▶ _Task instructions_:
a – In the chat log below about queuing PDFs and Discord URLs for archiving, what does arkiver plan to do with the current batch once it has been queued?
b – Continue the chat log below about queuing PDFs and Discord URLs for archiving, starting after OrIdow6's last message.

▶ _Text_:
--------------------

-
pabs
arkiver: ^
-
arkiver
AK: we do have some stashes here and there, but I consider them different from the stashes we just finished here
-
arkiver
the stashes we jut finished here were literally stashed away from this project in times of lack of capacity to get them done
-
arkiver
when we restart #shreddit a bunch of URLs will be added here as well again
-
arkiver
qwertyasdfuiopghjkl: maybe yeah, i'll look into exporting those queued to a file for further processing
-
arkiver
imer: we'll be queuing the PDFs!
-
arkiver
will do some checks
-
arkiver
together with URL extraction we have from PDFs, this is going to give some very nice data
-
fireonlive
^_^
-
fireonlive
the discord ones will 'die forever' (to the public) at some point; unless they can be rehydrated.. but even then they'll have different parameters sadly
-
DigitalDragons
WBM wildcard search would still be able to find them if they can be rehydrated, wouldn't it?
-
arkiver
if anyone has lists of discord stuff left, we could look into queuing it
-
arkiver
before they kill the old URLs
-
arkiver
and especially URLs linked to from non-discord sources would be interesting to archive
-
OrIdow6
I imagine it would take more storage than is plausible but it would be nice if we could keep a big list of all URLs/links seen in our projects/CC WARCS/whatever, crawled or not, for situations like this
-
arkiver
a first batch of PDFs is going in
-
arkiver
OrIdow6: agreed. and i had something planned for that here, but at the time that didn't go through for performance reasons i believe
-
arkiver
but it's worth doing another try
-
arkiver
imer: there's a lot of PDFs... this may take a while, will queue them in batches
-
arkiver
sorry to all CPUs working on this project :P
-
arkiver
when this batch is queued, i'll move it to todo:secondary
-
OrIdow6
arkiver: Anywhere I can find more info on that?

--------------------

▶ _Collected data_:
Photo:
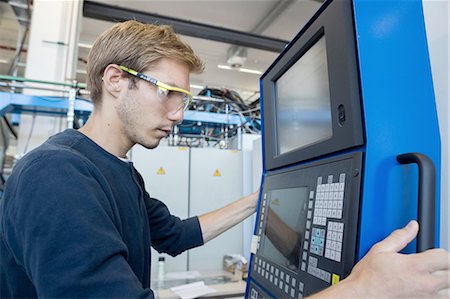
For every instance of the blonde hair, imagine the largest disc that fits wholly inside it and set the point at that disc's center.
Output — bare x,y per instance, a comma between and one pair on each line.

--------------------

▶ _Written answers_:
a – Move it to todo:secondary.

b –
-
arkiver
no, it was simply dumping any URLs found here (also those not queued) to a separate project, and dumping data from that project to disk for a daily item on IA with URLs
-
arkiver
the bloom filter would be cleared monthly, so we don't spend too many resources on that
-
arkiver
OrIdow6: so relatively easy, but i need to check if backfeed can handle the extra load
-
DLoader
-
arkiver
interesting, thank you
-
arkiver
oh the port
-
imer
arkiver: nice! :D load average: 346.62, 340.99, 338.43
-
imer
arkiver: also reminder to move to secondary, looks like queuing is done?
-
fireonlive
<DigitalDragons> WBM wildcard search would still be able to find them if they can be rehydrated, wouldn't it? < i think so yeah
-
fireonlive
though it wouldnt 'just work' for embeds etc
-
JAA
In theory, the WBM could ignore those signature query parameters for the relevant domain(s).
-
fireonlive
ah true
-
fireonlive
there are some hostnames that need some love and care (manual intervention)